## Exercise aim
Copy the Zend Server passage verbatim between "So Andi Gutmans, Zend" and "PHP developer’s toolkit.", inclusive.

Zend has a problem.
While there are five million PHP developers around the globe, only some small fraction of them pay Zend for its server and IDE tools that make PHP sites faster, better, more debuggable, and more maintainable.
So Andi Gutmans, Zend CEO and one of the original fathers of the PHP programming language, is going freemium.
Zend Server version six, released yesterday, includes new features that automate deployment, make debugging much easier and faster — especially when bugs are a result of the inevitable differences between production, staging, and development environments — and proactive application monitoring tools that help developers and ops teams optimize running applications.
But the free version could really help propel Zend into a more prominent position in the average PHP developer’s toolkit.
Zend Server 6, free edition, helps developers who want advanced debugging and performance metrics in development states. It’ll help optimize server performance, run code traces for advanced debugging, and even assist in deploying your application to a live server. But of course, it is freemium, and has what Zend calls “limited production capabilities” and will only keep performance metrics for a short period of time.

## Record excerpts
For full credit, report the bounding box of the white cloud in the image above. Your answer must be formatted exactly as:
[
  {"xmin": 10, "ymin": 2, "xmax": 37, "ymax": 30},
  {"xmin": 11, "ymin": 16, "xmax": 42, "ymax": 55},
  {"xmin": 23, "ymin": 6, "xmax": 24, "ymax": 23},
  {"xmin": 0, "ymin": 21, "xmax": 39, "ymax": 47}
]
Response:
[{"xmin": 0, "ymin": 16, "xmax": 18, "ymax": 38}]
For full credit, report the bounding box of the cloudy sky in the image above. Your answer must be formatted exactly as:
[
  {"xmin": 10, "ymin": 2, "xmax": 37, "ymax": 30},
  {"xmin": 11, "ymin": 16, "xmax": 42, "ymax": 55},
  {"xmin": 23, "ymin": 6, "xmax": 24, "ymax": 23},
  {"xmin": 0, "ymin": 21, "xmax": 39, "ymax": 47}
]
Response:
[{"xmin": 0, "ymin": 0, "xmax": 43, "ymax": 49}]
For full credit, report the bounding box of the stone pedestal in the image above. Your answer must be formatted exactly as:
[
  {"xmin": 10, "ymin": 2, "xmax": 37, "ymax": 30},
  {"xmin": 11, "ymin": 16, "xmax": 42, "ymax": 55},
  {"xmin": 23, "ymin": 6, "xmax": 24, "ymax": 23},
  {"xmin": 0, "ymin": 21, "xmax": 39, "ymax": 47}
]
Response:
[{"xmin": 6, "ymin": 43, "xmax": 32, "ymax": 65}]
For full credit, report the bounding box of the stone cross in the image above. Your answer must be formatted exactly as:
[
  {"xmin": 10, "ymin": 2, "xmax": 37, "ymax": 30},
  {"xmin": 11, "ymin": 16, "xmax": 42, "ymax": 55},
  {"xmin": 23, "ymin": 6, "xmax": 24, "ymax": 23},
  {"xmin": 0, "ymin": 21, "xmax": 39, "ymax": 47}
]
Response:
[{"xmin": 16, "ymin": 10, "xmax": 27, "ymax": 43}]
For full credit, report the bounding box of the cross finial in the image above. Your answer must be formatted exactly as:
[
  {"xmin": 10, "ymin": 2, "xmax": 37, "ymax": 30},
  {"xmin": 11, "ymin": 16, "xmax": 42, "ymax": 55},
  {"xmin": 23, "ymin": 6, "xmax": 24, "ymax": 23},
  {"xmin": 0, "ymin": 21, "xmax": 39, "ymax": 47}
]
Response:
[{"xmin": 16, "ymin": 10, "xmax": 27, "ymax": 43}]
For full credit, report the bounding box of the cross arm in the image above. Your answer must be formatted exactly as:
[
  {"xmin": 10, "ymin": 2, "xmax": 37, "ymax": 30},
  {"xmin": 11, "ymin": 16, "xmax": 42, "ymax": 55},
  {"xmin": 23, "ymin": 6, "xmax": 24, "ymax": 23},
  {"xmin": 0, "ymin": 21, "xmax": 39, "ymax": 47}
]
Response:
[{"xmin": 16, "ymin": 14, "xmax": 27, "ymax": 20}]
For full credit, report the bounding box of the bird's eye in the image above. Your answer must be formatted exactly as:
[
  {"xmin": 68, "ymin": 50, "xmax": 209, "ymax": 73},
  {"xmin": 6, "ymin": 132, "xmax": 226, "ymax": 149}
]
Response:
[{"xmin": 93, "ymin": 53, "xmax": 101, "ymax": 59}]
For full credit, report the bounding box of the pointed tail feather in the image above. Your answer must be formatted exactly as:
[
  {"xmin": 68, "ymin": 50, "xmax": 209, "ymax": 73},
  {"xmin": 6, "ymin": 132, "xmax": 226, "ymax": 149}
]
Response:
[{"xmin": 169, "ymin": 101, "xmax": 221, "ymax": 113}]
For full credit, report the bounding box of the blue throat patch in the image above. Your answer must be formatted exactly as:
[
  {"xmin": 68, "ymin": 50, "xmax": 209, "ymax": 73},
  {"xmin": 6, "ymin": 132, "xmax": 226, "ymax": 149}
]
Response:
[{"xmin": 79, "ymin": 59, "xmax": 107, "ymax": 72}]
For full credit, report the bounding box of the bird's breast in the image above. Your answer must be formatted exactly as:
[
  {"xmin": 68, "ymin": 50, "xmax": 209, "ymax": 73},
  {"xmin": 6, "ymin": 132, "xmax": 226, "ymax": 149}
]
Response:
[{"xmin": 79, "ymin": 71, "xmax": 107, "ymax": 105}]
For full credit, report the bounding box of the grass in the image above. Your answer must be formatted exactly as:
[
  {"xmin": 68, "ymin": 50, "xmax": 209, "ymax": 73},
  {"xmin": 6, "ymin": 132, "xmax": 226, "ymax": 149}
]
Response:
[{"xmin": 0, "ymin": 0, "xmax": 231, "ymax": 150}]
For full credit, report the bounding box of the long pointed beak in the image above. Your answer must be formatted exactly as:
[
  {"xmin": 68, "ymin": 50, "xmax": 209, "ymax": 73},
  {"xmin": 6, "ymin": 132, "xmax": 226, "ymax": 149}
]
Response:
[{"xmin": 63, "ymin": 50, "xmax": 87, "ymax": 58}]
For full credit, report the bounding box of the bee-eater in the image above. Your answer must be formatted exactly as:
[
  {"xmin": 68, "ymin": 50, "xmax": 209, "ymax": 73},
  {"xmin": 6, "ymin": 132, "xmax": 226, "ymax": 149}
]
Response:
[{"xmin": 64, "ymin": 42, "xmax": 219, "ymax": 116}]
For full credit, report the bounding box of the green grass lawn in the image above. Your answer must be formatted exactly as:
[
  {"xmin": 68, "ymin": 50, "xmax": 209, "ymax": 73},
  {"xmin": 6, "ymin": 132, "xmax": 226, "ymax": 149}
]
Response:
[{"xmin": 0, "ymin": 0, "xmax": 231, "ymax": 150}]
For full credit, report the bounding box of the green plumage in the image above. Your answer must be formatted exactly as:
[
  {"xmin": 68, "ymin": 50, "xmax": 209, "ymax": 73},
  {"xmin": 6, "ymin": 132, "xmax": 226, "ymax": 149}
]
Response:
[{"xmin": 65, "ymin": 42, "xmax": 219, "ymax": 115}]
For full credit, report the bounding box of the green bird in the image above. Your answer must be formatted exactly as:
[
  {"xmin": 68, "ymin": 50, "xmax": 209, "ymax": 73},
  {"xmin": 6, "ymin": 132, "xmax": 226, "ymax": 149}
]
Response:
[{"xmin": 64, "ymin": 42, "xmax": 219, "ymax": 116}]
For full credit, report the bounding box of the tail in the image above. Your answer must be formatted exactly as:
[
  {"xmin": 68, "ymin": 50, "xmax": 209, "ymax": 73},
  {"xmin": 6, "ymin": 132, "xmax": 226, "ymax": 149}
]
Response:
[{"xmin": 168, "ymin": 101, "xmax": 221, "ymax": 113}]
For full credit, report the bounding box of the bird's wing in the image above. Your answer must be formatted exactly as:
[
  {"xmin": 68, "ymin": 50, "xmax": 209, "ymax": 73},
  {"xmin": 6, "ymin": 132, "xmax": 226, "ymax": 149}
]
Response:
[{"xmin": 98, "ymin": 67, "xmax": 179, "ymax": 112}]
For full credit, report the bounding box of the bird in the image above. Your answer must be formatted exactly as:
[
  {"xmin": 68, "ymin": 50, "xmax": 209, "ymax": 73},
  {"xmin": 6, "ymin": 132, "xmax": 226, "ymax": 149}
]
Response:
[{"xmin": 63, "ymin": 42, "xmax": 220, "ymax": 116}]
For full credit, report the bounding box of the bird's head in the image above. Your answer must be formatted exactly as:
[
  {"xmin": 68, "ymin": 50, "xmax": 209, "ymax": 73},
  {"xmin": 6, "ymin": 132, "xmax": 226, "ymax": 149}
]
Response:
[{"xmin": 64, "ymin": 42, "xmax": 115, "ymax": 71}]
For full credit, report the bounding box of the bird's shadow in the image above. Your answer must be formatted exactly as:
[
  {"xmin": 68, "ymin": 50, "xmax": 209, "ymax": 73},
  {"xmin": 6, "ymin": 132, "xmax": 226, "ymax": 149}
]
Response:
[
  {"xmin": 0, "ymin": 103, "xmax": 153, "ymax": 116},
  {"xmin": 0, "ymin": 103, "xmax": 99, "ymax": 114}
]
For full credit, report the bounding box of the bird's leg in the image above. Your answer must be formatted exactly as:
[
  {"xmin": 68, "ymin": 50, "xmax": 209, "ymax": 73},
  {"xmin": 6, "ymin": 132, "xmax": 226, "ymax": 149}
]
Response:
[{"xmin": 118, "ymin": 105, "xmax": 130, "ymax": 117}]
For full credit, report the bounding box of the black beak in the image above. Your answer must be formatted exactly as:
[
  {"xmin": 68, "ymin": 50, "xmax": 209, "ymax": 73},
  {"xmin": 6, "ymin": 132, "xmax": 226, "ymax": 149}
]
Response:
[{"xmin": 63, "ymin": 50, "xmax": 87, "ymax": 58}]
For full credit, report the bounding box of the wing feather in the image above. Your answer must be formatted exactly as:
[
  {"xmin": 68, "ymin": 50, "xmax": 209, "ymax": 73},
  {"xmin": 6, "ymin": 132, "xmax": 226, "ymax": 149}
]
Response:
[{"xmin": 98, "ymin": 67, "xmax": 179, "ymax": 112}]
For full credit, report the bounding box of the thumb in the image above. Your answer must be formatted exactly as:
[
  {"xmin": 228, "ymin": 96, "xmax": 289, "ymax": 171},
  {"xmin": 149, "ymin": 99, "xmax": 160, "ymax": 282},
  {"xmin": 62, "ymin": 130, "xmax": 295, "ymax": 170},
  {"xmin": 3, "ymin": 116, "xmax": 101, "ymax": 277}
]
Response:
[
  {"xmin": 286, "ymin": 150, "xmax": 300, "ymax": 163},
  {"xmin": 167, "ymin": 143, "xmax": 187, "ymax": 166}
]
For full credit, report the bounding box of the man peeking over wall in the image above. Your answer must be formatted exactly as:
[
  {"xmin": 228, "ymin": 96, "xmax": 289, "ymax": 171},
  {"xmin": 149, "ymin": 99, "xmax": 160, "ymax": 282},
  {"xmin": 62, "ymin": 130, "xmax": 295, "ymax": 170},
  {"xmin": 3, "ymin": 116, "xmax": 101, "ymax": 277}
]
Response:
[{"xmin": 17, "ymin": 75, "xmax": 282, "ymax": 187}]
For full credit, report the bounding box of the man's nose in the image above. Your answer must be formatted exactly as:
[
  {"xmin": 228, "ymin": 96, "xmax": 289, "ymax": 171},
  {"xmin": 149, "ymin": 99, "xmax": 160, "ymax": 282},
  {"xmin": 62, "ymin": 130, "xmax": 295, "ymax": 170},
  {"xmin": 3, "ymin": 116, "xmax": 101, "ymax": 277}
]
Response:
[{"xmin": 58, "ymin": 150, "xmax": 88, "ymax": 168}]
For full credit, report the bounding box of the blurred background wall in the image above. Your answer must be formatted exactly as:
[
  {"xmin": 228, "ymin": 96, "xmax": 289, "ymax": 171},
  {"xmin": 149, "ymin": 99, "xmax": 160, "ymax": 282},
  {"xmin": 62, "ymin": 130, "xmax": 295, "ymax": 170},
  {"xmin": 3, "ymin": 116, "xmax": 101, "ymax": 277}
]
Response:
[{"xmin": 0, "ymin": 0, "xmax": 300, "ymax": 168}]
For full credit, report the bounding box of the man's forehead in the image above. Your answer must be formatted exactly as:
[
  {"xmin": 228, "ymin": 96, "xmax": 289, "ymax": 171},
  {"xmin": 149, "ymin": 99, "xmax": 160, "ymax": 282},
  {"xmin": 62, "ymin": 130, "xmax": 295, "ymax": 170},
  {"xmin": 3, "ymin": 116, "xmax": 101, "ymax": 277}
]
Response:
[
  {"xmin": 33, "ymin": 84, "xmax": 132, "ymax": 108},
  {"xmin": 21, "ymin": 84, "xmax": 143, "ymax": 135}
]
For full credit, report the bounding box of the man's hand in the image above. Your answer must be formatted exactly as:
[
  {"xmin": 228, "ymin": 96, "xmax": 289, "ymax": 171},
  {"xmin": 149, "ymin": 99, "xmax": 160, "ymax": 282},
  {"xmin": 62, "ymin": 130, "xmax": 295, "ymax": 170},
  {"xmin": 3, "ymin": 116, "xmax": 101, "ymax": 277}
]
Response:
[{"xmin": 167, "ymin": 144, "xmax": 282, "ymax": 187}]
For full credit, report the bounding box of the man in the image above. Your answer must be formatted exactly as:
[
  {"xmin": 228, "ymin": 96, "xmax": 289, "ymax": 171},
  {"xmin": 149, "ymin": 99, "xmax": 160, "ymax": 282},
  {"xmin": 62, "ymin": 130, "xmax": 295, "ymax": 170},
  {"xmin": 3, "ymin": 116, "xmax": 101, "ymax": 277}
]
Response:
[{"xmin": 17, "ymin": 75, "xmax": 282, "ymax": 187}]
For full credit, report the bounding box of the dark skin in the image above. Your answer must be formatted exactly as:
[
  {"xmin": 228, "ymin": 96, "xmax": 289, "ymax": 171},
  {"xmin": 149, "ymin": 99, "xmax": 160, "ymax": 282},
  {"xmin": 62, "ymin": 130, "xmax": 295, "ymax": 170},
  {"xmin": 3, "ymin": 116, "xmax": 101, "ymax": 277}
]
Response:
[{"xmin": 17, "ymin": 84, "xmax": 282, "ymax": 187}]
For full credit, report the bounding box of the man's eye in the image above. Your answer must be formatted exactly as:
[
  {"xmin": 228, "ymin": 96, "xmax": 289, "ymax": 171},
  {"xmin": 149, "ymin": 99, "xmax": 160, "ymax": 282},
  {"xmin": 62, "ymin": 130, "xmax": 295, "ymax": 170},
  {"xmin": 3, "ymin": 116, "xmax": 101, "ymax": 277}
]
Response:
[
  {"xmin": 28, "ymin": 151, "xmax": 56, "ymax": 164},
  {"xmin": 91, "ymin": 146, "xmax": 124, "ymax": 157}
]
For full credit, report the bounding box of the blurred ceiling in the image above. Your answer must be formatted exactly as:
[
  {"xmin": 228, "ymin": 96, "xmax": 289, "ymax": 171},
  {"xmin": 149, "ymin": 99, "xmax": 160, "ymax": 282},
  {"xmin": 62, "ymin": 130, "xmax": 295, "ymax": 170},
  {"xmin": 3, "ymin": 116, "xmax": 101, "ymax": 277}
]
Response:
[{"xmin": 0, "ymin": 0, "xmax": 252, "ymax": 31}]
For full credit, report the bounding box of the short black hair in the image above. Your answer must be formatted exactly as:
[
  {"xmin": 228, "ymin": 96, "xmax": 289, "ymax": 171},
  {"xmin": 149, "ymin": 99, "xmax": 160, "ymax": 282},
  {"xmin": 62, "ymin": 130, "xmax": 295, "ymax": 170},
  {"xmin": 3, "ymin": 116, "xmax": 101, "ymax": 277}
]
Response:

## Answer to this problem
So Andi Gutmans, Zend CEO and one of the original fathers of the PHP programming language, is going freemium.
Zend Server version six, released yesterday, includes new features that automate deployment, make debugging much easier and faster — especially when bugs are a result of the inevitable differences between production, staging, and development environments — and proactive application monitoring tools that help developers and ops teams optimize running applications.
But the free version could really help propel Zend into a more prominent position in the average PHP developer’s toolkit.